[Entries from a dataset]
■ ■ ■ ■ ■

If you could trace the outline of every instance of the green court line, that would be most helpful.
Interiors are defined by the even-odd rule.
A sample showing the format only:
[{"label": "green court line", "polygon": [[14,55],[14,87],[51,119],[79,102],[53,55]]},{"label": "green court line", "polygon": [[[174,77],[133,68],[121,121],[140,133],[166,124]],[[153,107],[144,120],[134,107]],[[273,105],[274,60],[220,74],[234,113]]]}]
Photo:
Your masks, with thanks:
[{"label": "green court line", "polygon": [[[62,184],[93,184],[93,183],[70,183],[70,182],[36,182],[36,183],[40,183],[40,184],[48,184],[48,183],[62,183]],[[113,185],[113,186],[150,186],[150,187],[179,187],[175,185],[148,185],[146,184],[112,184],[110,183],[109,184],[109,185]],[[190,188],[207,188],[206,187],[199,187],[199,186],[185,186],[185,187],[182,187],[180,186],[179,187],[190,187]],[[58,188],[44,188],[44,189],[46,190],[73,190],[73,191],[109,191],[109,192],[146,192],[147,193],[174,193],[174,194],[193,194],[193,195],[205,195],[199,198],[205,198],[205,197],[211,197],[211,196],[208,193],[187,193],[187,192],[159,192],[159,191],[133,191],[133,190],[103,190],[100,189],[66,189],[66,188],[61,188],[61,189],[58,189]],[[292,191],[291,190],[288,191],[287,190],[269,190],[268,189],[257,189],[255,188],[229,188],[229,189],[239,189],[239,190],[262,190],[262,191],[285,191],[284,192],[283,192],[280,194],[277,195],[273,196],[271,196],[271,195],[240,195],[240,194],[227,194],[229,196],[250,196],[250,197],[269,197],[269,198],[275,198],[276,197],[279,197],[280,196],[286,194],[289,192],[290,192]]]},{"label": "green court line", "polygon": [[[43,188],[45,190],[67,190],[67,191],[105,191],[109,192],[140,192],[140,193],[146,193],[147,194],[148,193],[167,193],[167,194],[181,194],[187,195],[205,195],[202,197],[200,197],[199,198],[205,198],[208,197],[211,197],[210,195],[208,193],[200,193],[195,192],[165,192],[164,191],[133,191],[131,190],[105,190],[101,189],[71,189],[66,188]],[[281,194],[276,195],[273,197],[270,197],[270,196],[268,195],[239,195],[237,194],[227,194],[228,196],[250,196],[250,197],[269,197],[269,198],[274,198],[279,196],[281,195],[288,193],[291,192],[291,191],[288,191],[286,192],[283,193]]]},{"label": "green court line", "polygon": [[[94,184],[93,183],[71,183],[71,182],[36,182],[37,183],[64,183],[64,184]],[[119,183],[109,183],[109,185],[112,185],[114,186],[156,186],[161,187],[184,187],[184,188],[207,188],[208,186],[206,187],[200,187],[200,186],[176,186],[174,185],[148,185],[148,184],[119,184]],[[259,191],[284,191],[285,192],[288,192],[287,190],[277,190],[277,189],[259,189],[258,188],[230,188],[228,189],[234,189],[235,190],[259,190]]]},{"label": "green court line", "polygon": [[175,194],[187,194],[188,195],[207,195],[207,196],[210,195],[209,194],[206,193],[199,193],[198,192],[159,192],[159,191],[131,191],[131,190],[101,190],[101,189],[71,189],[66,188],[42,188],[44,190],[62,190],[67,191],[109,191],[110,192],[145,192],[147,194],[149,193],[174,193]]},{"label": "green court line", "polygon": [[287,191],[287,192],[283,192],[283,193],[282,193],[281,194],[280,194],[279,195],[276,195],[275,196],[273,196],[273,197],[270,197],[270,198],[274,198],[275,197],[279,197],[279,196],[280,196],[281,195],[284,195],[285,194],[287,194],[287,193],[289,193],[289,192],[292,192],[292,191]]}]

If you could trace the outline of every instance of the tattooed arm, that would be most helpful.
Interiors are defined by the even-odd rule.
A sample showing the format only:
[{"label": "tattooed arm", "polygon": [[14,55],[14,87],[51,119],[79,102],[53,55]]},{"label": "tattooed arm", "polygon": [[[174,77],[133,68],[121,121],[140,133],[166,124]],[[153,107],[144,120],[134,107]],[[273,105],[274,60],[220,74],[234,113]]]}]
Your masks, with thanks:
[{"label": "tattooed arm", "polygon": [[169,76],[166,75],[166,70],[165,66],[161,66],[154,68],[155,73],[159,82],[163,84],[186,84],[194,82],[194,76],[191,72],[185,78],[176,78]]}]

■ ■ ■ ■ ■

> YOUR GOAL
Reproduce the items from the line containing "arm, that would be most helpful." through the end of the items, requests included, multiplying every polygon coordinate in the answers by 0.55 and rounding each result to a whole number, with halves rounded up. Leave the numbers in the requests and in the format samples unchanged.

> ANSWER BELOW
If you could trace the outline of every instance of the tattooed arm, that would be most helpful.
Interiors are defined by the even-odd rule.
A sample showing the format only:
[{"label": "tattooed arm", "polygon": [[14,55],[14,87],[51,119],[79,102],[53,55]]},{"label": "tattooed arm", "polygon": [[[174,77],[133,68],[121,121],[140,133],[166,124]],[[153,107],[144,120],[134,107]],[[273,105],[274,60],[220,74],[234,113]]]}]
Your masks, with thanks:
[{"label": "tattooed arm", "polygon": [[93,42],[91,41],[91,39],[91,36],[89,36],[85,37],[85,40],[87,45],[90,46],[102,46],[107,45],[107,42],[105,40],[102,43],[97,43]]}]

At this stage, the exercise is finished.